** begin **

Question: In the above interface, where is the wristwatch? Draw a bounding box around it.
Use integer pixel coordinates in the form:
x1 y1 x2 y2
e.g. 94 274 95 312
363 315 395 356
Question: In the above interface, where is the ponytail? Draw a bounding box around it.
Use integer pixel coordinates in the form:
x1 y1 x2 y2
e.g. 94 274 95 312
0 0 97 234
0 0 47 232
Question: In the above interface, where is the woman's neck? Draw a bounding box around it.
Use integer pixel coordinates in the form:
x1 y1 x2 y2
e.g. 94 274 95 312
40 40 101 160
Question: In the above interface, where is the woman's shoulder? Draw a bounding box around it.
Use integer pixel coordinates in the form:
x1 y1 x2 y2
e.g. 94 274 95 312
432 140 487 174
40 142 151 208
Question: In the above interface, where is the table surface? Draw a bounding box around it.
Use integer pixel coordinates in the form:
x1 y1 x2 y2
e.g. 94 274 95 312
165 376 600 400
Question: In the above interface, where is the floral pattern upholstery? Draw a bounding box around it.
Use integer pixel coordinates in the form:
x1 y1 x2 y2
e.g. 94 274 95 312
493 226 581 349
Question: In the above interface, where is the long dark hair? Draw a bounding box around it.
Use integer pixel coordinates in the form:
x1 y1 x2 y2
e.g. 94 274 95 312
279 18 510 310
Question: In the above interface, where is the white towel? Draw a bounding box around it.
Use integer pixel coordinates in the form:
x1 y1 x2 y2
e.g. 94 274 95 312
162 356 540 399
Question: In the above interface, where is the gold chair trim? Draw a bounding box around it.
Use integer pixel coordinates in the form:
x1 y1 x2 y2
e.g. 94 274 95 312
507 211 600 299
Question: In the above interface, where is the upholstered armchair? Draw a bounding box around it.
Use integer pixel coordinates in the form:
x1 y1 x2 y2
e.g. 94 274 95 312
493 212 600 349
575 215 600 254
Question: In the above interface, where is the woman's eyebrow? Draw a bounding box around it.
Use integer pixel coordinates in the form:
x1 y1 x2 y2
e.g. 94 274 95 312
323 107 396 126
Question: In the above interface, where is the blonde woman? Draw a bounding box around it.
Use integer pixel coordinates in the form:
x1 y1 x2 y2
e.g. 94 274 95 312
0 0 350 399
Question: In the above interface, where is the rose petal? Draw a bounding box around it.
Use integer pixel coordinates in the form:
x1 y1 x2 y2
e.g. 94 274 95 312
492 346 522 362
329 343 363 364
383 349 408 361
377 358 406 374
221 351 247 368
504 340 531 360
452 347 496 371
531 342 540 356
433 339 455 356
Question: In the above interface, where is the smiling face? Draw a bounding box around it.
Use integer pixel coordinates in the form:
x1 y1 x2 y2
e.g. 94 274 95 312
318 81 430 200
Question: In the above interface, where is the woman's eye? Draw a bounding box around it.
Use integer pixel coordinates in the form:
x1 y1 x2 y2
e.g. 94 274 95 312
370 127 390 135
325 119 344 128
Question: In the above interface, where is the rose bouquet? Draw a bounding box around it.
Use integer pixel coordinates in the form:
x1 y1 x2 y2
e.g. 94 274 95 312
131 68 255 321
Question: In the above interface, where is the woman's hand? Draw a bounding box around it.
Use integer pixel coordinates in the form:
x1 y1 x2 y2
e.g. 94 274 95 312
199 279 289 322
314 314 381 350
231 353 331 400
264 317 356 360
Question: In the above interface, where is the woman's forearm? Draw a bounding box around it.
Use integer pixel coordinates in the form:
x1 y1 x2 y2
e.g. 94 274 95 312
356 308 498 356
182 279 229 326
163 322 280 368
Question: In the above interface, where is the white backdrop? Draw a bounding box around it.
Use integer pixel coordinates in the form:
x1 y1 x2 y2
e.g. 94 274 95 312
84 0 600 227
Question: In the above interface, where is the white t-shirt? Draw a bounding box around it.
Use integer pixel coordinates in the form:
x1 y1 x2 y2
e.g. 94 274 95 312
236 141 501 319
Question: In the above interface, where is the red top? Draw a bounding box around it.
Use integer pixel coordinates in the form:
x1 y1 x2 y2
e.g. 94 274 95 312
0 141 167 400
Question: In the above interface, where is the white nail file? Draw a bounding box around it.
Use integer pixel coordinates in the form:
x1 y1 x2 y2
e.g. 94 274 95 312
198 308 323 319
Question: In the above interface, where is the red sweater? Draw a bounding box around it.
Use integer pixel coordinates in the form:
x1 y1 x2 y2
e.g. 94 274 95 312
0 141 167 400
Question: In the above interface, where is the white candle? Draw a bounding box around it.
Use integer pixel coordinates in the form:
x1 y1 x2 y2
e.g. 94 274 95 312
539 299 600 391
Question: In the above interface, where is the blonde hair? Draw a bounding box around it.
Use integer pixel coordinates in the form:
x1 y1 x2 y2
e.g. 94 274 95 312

** end **

Reproduce the lines of the records beginning with the line that contains "Question: In the above interface, where is the white backdrop?" and going on through the line that contains "84 0 600 227", replacing "white backdrop" with "gray backdrop" and leaving everything else unchanged.

Question: In the above interface, where is the gray backdrop? Draw a bounding box around it.
Use integer pixel coordinates in the form:
x1 y1 x2 y2
e.g. 94 274 95 312
84 0 600 227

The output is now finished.